▸ Complete the following
A. In the passage on wedge segments, where is retaining band 67 located?
B. Reproduce the part of the wedge-segment passage from "Thus, in the" to "from FIG. 7.".

Thus, in the set position wedge segments 44, together with collar piece 42,
form a continuous
wedge. In the embodiment illustrated in FIGS. 1 and 2, wedge segments 44 have
an inclined
outer surface 56, an inner surface 58, a first end surface 60 and a second end
surface 62. As
can be seen from FIG. 7, inner surface 58 can have an annular portion 64 and
an inclined
portion 66. In the run-in configuration, conical tip 29 is radially underneath
annular portion
64, as can be seen from FIG. 2. In the expanded configuration, annular wedge
base 24 is
radially underneath annular portion 64, as can best be seen from FIG. 7.
[0020] Wedge segments 44 are frangibly connected to each other in the run-in
configuration and separate from each other in the expanded configuration.
Wedge segments
44 can be connected at seam 68 by a thin seam of material designed to break
upon exertion of
axial pressure for wedge 20 produced by longitudinal compression of expansion
apparatus 10
along central axis 12. Alternatively, wedge segments 44 can be connected by a
retaining band
67 located in groove 69 as seen in FIGS. 3 and 4. Retaining band 67 is
designed to break
upon exertion of radial pressure created by interaction of wedge 20 and wedge
segments 44
during the longitudinal compression of expansion apparatus 10. Other
alternative means of
frangible connection will be readily seen by those skilled in the art based on
the disclosure
herein.
[0021] As
shown in FIGS. 1 and 2, slip ring 80 is comprised of slip segments 82, which,
collectively, are generally configured as angular segments of a substantially
cylindrical tube.

▸ Dataset excerpt

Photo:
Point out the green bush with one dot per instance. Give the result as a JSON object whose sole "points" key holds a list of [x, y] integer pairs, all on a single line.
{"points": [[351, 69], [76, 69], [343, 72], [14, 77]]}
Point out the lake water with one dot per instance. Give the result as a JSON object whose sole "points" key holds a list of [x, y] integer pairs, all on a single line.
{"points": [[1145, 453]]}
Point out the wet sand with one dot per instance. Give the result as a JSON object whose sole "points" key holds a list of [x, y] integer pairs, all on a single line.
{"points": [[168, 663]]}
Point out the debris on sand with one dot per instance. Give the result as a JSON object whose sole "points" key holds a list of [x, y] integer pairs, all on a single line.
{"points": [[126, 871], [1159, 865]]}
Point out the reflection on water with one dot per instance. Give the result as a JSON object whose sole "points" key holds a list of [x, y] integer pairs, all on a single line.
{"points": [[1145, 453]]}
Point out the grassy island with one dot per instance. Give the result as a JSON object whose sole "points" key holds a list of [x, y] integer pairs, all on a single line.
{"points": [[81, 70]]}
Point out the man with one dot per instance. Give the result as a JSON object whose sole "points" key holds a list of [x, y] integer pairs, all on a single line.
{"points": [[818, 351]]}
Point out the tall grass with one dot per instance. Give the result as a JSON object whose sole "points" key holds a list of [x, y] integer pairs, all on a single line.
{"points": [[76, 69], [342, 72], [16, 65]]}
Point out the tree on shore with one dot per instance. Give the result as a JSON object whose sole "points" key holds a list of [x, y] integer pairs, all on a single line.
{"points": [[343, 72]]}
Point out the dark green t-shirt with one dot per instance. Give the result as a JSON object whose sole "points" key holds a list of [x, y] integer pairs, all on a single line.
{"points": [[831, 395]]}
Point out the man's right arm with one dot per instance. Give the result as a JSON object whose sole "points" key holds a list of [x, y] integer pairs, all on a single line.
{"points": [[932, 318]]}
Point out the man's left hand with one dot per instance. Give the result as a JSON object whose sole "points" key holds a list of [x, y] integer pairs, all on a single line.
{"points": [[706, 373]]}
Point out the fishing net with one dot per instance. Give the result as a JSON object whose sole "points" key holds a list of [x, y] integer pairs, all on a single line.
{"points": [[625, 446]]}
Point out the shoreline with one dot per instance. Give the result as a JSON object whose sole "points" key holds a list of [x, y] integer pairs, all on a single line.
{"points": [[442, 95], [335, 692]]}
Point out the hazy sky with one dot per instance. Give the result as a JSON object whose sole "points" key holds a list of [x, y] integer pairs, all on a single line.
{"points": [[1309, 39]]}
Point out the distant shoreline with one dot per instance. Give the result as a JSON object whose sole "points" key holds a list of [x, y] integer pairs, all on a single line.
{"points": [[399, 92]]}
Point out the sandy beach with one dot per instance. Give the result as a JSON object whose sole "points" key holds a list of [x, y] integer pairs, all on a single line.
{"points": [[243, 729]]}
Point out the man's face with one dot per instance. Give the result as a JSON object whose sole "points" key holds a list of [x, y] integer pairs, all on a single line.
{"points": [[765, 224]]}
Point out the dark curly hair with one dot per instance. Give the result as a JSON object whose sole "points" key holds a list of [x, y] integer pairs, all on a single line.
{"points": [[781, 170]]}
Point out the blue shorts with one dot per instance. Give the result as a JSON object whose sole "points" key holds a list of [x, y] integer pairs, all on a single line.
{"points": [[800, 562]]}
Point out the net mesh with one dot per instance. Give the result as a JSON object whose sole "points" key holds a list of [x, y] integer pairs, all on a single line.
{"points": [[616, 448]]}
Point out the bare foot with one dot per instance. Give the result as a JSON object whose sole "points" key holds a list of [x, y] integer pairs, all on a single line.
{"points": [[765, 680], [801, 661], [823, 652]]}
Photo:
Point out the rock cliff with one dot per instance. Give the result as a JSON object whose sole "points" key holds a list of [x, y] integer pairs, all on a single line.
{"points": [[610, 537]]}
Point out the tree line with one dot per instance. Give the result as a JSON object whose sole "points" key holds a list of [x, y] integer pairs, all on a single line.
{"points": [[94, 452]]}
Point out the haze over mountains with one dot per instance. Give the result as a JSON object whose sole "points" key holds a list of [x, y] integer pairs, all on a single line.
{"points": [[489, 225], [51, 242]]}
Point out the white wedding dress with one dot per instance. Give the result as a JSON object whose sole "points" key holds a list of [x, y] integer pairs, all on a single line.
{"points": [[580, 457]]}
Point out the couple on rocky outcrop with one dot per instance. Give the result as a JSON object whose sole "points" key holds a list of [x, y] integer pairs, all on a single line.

▸ Written responses
A. Retaining band 67 is located in groove 69.

B.
Thus, in the set position wedge segments 44, together with collar piece 42,
form a continuous
wedge. In the embodiment illustrated in FIGS. 1 and 2, wedge segments 44 have
an inclined
outer surface 56, an inner surface 58, a first end surface 60 and a second end
surface 62. As
can be seen from FIG. 7, inner surface 58 can have an annular portion 64 and
an inclined
portion 66. In the run-in configuration, conical tip 29 is radially underneath
annular portion
64, as can be seen from FIG. 2. In the expanded configuration, annular wedge
base 24 is
radially underneath annular portion 64, as can best be seen from FIG. 7.